Assignment A ▸ Update the stretch of the text on children's behavior around screens from "Emotional withdrawal" through "once stimulation ends.", replacing "screen use" with "device use".
Assignment B ▸ Rewrite the paragraph of the text on children's behavior around screens that begins "Importantly, these behaviours often increase" as a short list, keeping its main facts.

Text ▸
◇ ◇ ◇ ◇ ◇
Studies suggest these reactions are strongest during transitions, when the brain is required to rapidly shift from high stimulation to self-control (Domoff et al., 2019).

Aggression and defiance

  • Increased irritability or impulsive responses
  • Lower tolerance for limits or “no”
  • Physical or verbal aggression during frustration

Fast-paced digital media has been associated with heightened arousal and reduced inhibitory control, which can make emotional reactions harder to manage (Lillard et al., 2015; Nikkelen et al., 2014).

Emotional withdrawal

  • Zoning out or appearing emotionally flat after screen use
  • Reduced interest in social interaction or imaginative play
  • Preference for screens over peer or family engagement

Withdrawal is often mistaken for calmness, but research suggests it may reflect cognitive fatigue or overstimulation rather than emotional regulation (Przybylski & Weinstein, 2017).

Importantly, these behaviours often increase after screen use, not during it. While screens may hold attention and suppress visible distress temporarily, they do not support the recovery skills children need once stimulation ends.
◇ ◇ ◇ ◇ ◇
Dataset section ▸
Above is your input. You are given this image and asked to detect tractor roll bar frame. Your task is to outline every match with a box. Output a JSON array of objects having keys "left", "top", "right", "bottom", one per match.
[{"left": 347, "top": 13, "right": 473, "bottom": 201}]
◇ ◇ ◇ ◇ ◇
Task result A ▸
Emotional withdrawal

  • Zoning out or appearing emotionally flat after device use
  • Reduced interest in social interaction or imaginative play
  • Preference for screens over peer or family engagement

Withdrawal is often mistaken for calmness, but research suggests it may reflect cognitive fatigue or overstimulation rather than emotional regulation (Przybylski & Weinstein, 2017).

Importantly, these behaviours often increase after device use, not during it. While screens may hold attention and suppress visible distress temporarily, they do not support the recovery skills children need once stimulation ends.

Task result B ▸
- These behaviors often increase after screen use, not during it.
- Screens may hold attention and temporarily suppress visible distress.
- Screens do not support the recovery skills children need once stimulation ends.